• [Task brief] Copy the records below without any changes, covering only the stretch from the line containing "Where can you see the overcast" through the line containing "column 279, row 509".

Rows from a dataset
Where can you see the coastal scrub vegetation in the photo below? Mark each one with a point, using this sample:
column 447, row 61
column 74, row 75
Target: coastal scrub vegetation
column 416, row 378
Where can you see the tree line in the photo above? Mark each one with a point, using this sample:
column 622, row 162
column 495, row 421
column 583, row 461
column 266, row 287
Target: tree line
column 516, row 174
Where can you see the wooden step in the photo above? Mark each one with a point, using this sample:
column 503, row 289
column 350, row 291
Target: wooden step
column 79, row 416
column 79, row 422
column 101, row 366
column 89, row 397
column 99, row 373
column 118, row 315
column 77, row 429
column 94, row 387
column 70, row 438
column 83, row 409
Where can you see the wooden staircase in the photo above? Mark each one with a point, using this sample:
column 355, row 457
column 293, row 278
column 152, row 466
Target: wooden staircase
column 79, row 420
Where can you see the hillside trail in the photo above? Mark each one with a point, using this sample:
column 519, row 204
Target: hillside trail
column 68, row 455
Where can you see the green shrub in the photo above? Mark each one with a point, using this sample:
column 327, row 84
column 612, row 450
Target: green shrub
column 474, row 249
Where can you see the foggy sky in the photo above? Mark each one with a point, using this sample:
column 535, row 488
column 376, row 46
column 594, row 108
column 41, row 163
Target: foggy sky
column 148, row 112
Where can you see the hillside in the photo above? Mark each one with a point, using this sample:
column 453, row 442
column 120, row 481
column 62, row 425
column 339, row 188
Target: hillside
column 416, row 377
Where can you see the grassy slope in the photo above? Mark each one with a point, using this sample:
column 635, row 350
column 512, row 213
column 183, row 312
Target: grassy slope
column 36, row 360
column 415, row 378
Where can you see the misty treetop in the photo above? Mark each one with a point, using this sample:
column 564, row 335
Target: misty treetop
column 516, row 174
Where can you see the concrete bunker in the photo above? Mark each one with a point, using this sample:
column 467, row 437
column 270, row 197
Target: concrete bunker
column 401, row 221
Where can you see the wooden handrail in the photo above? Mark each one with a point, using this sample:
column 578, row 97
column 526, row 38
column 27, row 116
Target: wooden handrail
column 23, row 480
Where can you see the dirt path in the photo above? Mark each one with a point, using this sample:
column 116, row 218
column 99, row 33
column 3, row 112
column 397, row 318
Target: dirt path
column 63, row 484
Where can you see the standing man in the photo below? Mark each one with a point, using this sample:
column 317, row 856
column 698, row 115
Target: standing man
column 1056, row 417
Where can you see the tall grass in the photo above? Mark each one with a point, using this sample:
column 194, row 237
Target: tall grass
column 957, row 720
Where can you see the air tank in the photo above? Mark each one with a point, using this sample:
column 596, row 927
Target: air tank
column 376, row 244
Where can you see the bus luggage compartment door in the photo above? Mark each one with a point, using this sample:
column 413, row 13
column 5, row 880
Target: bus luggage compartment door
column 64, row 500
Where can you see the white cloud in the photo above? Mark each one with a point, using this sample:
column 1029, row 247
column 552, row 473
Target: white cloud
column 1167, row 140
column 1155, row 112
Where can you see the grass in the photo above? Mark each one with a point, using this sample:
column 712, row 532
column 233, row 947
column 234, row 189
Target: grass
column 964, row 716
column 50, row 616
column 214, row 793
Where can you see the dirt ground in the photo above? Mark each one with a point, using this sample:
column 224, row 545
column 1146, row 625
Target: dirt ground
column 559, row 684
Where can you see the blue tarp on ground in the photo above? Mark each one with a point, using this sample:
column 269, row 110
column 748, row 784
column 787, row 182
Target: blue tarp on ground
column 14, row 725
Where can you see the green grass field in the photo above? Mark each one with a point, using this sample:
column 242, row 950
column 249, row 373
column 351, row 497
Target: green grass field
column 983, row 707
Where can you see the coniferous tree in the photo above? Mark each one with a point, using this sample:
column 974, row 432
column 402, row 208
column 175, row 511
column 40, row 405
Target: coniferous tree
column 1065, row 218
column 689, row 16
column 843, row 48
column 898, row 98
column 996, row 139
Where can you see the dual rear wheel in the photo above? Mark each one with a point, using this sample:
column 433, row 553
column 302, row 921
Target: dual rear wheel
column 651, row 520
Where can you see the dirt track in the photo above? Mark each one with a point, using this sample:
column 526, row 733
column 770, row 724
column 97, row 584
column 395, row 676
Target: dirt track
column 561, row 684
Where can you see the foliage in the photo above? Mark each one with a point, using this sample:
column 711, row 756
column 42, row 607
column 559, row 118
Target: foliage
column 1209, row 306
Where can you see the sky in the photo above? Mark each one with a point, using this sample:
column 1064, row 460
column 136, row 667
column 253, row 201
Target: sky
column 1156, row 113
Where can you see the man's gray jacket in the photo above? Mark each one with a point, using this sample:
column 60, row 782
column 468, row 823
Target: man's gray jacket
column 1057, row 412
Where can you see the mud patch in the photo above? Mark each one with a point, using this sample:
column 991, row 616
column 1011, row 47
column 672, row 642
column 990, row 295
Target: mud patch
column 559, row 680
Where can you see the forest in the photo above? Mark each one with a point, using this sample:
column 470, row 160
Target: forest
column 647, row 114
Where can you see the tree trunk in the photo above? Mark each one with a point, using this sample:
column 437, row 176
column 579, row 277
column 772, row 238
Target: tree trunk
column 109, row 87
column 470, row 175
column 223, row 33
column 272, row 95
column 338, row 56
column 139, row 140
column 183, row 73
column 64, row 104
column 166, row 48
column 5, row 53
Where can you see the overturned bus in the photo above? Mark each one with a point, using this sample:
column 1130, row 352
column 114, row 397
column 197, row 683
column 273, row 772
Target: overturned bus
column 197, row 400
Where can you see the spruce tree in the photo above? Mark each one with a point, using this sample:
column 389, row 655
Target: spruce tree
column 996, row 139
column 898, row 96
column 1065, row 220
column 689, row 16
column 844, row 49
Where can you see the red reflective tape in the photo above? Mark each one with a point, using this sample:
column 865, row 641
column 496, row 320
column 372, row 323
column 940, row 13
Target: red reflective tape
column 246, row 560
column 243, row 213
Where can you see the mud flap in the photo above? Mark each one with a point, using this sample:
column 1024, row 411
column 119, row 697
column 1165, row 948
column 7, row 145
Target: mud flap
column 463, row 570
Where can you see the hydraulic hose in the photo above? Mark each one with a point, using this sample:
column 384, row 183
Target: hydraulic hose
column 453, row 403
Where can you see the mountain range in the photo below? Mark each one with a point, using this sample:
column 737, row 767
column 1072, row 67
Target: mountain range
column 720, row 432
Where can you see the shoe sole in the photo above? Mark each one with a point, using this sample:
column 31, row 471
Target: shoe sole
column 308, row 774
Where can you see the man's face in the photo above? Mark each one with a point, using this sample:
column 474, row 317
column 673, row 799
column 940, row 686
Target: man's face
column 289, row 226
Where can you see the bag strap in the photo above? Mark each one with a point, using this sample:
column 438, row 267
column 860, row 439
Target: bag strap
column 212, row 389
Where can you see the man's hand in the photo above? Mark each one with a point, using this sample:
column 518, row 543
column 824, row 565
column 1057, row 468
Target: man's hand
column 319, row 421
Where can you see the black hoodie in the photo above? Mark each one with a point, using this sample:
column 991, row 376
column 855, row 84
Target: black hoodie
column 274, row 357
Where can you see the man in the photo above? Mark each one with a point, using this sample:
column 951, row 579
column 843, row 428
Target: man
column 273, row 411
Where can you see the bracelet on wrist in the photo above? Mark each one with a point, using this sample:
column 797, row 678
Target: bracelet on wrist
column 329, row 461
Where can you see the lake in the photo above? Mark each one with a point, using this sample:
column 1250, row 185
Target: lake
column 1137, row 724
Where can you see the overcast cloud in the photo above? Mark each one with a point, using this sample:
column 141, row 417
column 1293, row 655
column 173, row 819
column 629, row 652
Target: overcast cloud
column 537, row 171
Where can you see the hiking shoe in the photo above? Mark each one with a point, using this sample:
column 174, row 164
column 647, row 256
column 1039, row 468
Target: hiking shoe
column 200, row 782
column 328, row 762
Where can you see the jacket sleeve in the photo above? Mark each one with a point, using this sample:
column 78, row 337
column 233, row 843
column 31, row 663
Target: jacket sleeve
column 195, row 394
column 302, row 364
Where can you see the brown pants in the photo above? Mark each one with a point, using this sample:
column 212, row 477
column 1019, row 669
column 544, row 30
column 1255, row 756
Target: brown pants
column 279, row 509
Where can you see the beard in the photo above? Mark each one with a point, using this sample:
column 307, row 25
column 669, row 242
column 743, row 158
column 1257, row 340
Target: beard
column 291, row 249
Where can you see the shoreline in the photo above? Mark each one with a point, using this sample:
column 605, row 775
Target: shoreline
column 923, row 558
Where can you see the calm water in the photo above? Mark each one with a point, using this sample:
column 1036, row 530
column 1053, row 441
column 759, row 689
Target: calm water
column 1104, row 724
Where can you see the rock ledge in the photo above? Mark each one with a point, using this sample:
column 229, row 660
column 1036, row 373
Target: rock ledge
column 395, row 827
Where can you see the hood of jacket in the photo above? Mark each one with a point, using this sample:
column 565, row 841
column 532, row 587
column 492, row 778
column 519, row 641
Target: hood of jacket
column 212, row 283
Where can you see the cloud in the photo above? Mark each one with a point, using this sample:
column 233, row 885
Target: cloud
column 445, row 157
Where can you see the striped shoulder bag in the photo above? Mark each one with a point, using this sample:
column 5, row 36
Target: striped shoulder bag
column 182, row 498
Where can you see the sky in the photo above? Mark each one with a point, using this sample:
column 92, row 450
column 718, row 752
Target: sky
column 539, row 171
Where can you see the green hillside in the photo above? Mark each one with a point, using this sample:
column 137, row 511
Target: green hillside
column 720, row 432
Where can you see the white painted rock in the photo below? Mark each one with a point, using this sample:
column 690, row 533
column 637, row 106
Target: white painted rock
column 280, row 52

• [Solution for this task]
Where can you see the overcast cloud in the photo above? Mark each one with a point, using this sample:
column 141, row 417
column 1293, row 655
column 173, row 819
column 629, row 652
Target: overcast cloud
column 537, row 171
Where can you see the hiking shoe in the photo above? Mark each one with a point, using this sample:
column 174, row 164
column 647, row 256
column 1039, row 468
Target: hiking shoe
column 200, row 782
column 328, row 762
Where can you see the jacket sleeve in the photo above? Mark each one with a point, using this sample:
column 78, row 337
column 233, row 843
column 31, row 663
Target: jacket sleeve
column 195, row 394
column 302, row 364
Where can you see the brown pants in the photo above? Mark each one with a point, using this sample:
column 212, row 477
column 1019, row 669
column 544, row 30
column 1255, row 756
Target: brown pants
column 279, row 509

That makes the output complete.